Required work ::
Extract every line of the entries below that contains the string "horse". Matches must have the same case.

--- start of Data in this exercise ---

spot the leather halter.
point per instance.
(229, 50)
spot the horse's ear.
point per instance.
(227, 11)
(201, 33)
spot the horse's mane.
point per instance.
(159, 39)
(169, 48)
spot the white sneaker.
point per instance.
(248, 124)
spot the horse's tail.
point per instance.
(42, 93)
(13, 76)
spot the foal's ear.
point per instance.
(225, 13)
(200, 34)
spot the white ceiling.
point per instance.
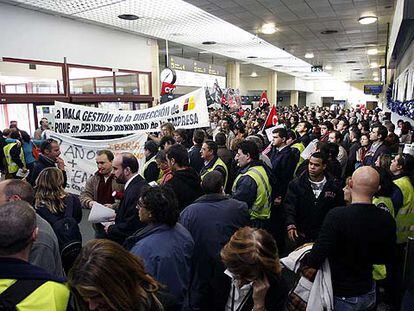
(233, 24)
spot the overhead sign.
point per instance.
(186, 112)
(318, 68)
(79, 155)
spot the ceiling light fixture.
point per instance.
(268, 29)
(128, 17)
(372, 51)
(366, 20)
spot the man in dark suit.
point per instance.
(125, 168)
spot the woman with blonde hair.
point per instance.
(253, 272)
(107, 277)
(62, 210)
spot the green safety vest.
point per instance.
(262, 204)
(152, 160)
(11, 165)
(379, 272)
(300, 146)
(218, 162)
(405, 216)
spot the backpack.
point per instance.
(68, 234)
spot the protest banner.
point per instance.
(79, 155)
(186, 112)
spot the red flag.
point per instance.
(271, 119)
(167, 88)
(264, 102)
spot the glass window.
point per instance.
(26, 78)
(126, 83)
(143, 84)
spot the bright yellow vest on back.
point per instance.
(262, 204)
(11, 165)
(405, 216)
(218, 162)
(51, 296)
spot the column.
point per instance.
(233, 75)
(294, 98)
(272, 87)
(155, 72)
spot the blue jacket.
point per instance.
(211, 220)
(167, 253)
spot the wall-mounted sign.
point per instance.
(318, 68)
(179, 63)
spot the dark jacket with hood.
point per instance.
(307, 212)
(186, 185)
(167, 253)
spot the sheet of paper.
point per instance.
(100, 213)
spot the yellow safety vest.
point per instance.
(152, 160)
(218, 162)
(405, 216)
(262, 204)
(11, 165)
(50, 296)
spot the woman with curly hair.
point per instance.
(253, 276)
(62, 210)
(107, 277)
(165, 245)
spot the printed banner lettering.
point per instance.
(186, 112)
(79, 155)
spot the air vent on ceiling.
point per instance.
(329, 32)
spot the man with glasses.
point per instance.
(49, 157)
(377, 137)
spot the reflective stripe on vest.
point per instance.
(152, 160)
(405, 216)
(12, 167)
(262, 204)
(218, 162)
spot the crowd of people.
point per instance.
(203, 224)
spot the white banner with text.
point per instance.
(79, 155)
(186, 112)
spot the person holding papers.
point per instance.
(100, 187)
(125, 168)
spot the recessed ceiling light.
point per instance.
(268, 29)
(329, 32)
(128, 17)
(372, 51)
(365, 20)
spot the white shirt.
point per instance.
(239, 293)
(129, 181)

--- end of Data in this exercise ---
--- start of Data in this exercise ---

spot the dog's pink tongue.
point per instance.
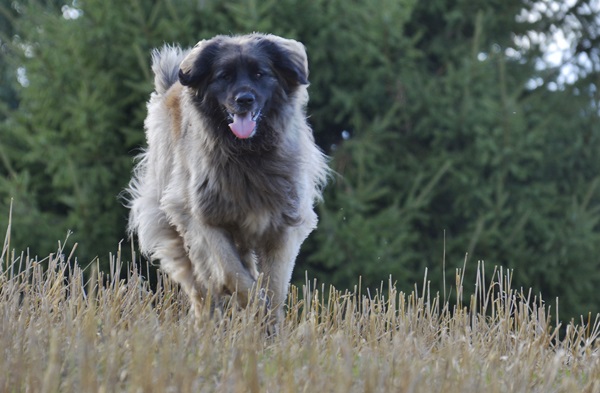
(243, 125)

--- end of Data in this exercise ---

Solution ::
spot the horse's ear.
spot the horse's mane.
spot the horse's tail.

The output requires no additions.